REQUEST 1 | In the transactions discussion, transcribe the passage between "If the update" and "bank) won't be.", inclusive.
REQUEST 2 | For each statement below, say yes or no according to the transactions discussion, and quote the words that decide it. (a) The discussion says that "TRAN" is short for transactions. (b) The bank account example involves a payment of 1,000 dollars. (c) In the UK, the second transaction always takes place within a few minutes.

PASSAGE PROVIDED |

October 12, 2012 at 7:52 am
WayneS (10/11/2012)
honza.mf (10/11/2012)
Hugo Kornelis (10/11/2012)
Transactions (that's what "TRAN" is short for) are primarily used to ensure that a series of statements that form a single unit of work are either completely executed, or not at all. The classic example is the bank account - if I pay you 500 dollars, that amount is subtracted from my account and added to your account. Assuming that this is implemented using two update statements, we both prefer that either both statements succeed, or both statements fail. (Okay, I guess I may have a slight preference for both failing, whereas both succeeding would be your first choice;-)). Neither of us want the statement that takes money from my account to succeed and the statement that adds it to yours to fail, as that would make the 500 dollars disappear completely. This can be ensured by starting a transaction first, then checking for errors, and either forcing a rollback of the entire transaction (if anything went wrong), or committing the entire transaction (is all went okay).
If the update that subtracts from your account fail and the later will succeed, you both will be happy. :w00t:
True... but the other party in this transaction (the bank) won't be.
Right. Who cares?
The bank of course, so they have transactions properly implemented (we must hope).
October 23, 2012 at 4:52 am
honza.mf (10/12/2012)
Right. Who cares?
The bank of course, so they have transactions properly implemented (we must hope).
In the UK at least, such processes work entirely in the bank's favour. Transaction 1 - the money is taken from the source account, and inserted into the bank's own funds. Transaction 2 - anything from a few minutes to a few days later, if you're lucky, the money is then taken from the bank and inserted into the destination account.
October 23, 2012 at 5:23 am
Toreador (10/23/2012)
honza.mf (10/12/2012)
Right. Who cares?The bank of course, so they have transactions properly implemented (we must hope).
In the UK at least, such processes work entirely in the bank's favour. Transaction 1 - the money is taken from the source account, and inserted into the bank's own funds. Transaction 2 - anything from a few minutes to a few days later, if you're lucky, the money is then taken from the bank and inserted into the destination account.
Yes. Our banks during foreign currencies transactions waited several days (up to one month) and then made the proper money transfers to dates with best exchange rates (for them). Aren't they cute?
October 23, 2012 at 1:55 pm
Toreador (10/23/2012)
honza.mf (10/12/2012)
Right. Who cares?
The bank of course, so they have transactions properly implemented (we must hope).
In the UK at least, such processes work entirely in the bank's favour. Transaction 1 - the money is taken from the source account, and inserted into the bank's own funds. Transaction 2 - anything from a few minutes to a few days later, if you're lucky, the money is then taken from the bank and inserted into the destination account.

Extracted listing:
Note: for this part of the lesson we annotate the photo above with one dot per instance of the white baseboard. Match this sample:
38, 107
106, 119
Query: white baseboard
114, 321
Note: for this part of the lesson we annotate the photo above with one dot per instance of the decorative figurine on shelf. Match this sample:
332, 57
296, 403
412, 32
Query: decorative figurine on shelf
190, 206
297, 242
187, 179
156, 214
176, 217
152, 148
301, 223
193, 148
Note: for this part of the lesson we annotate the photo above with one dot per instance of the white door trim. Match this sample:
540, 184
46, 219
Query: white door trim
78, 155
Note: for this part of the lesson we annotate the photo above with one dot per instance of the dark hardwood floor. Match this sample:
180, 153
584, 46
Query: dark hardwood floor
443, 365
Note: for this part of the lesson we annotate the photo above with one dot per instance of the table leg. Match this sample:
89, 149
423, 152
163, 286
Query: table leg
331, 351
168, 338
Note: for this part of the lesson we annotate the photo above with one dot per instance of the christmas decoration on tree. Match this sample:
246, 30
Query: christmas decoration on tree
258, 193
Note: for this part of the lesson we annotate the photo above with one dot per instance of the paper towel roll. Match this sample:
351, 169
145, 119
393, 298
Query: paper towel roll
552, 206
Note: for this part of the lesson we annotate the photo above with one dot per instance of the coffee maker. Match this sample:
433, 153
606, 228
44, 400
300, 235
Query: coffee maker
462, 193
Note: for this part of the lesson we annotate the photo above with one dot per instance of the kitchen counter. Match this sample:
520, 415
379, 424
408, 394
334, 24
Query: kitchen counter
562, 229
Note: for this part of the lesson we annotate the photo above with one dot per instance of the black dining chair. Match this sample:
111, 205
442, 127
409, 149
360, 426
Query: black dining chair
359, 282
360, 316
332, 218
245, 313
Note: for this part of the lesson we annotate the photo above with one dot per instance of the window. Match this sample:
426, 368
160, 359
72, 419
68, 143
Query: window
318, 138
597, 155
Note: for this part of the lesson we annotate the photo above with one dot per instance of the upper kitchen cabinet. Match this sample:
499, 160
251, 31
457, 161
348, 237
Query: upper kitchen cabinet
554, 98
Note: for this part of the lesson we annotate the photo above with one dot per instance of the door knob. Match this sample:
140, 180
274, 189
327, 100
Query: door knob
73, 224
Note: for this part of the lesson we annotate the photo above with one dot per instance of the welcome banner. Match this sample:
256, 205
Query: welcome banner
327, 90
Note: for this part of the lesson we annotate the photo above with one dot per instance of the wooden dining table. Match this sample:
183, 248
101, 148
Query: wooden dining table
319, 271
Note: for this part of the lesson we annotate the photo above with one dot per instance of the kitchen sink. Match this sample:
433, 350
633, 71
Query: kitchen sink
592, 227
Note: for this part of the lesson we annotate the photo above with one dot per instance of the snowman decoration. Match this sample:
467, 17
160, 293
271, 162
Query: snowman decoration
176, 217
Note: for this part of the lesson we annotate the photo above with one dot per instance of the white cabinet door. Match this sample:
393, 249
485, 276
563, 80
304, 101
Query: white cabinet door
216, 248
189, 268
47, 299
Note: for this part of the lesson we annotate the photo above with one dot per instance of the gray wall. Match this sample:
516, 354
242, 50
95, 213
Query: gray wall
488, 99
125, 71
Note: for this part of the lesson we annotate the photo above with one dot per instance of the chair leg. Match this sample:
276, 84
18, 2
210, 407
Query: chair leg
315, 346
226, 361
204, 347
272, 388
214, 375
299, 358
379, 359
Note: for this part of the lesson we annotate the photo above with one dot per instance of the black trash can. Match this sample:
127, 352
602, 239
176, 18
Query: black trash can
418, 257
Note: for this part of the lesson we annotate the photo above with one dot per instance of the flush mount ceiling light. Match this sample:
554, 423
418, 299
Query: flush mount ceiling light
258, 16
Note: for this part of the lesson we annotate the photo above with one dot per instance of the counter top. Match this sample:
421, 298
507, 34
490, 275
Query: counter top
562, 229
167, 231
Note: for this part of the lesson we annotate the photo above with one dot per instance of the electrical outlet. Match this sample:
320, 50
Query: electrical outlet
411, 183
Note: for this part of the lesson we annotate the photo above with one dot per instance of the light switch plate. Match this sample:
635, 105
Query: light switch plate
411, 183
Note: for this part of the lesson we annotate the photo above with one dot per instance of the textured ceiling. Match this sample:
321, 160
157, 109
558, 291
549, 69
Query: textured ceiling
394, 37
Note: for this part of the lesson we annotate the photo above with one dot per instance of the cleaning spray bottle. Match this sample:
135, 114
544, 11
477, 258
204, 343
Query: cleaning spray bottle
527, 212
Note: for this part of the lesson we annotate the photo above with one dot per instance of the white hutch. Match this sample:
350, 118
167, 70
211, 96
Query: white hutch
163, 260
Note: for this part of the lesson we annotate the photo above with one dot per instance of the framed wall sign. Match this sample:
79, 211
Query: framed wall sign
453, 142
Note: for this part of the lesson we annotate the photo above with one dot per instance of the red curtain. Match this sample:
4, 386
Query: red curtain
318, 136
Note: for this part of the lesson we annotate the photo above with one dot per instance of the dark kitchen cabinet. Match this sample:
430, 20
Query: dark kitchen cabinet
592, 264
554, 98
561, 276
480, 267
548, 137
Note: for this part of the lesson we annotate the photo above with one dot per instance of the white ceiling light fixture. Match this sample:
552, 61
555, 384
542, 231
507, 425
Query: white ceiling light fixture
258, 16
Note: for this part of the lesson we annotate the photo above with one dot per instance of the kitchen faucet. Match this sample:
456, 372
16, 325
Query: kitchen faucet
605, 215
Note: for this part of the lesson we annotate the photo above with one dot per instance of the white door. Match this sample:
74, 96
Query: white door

TASK RESULT 1 |
If the update that subtracts from your account fail and the later will succeed, you both will be happy. :w00t:
True... but the other party in this transaction (the bank) won't be.

TASK RESULT 2 |
(a) Yes: "Transactions (that's what "TRAN" is short for)"
(b) No: "if I pay you 500 dollars"
(c) No: "anything from a few minutes to a few days later, if you're lucky"